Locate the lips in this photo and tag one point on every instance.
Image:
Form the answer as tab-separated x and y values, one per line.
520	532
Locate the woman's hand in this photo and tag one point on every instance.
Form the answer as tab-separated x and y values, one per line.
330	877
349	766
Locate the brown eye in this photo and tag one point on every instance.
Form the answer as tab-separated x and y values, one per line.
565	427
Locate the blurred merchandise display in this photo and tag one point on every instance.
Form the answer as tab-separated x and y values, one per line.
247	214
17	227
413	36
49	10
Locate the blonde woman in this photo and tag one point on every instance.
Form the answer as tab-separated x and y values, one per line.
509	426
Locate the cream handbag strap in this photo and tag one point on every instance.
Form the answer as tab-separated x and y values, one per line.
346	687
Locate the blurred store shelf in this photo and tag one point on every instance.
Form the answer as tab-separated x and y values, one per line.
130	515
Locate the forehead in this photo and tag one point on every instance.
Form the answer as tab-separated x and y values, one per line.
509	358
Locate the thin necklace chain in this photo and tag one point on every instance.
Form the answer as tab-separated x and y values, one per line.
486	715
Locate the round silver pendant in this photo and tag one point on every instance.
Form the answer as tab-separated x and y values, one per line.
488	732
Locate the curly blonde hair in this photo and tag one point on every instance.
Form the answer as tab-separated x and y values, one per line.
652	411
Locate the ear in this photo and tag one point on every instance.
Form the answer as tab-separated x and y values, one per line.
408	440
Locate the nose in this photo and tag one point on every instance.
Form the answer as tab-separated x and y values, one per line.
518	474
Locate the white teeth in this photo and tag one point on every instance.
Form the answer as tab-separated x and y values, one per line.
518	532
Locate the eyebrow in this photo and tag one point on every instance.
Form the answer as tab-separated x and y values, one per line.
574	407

* * *

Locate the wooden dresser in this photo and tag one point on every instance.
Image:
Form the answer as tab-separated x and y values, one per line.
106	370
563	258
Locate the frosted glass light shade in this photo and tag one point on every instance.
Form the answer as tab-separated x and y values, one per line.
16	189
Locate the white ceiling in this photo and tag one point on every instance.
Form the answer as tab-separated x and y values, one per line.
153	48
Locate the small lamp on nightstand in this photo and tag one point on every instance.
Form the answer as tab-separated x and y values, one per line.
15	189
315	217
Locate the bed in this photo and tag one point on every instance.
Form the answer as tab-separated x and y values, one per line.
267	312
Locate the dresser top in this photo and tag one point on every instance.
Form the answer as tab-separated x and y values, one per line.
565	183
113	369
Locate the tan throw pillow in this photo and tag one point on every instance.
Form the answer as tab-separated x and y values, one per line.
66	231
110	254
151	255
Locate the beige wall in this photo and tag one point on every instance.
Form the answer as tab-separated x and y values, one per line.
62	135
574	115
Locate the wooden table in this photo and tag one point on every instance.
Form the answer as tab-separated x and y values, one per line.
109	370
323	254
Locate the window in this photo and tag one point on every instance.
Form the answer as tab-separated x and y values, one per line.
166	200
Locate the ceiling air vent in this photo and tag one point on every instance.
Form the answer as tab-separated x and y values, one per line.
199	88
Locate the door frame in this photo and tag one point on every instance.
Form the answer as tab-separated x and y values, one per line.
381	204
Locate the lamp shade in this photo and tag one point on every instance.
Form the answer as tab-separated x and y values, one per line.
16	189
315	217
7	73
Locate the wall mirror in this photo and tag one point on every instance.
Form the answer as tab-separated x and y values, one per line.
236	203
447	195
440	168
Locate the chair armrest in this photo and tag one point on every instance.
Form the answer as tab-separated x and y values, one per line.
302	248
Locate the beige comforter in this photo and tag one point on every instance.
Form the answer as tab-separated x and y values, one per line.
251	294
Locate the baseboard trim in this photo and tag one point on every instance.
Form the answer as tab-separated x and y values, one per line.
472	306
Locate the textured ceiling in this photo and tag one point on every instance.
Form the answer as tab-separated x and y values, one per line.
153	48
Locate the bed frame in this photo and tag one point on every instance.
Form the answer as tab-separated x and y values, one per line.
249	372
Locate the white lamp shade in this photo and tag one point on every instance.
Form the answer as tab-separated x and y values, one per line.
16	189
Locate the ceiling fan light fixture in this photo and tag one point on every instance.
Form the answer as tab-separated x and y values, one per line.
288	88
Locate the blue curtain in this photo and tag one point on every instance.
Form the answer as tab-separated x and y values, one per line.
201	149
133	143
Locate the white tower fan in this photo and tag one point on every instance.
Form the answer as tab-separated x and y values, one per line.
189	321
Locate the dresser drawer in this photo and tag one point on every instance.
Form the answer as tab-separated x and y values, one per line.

▶ [WHAT IS BEING ASKED]:
Pull out every line in the listing above that contains the word "wall", and copy each one.

▶ [WRITTEN RESPONSE]:
Locate the beige wall in this photo and tag one point on every instance.
Locate the wall mirror in this photo and tag one point on every instance.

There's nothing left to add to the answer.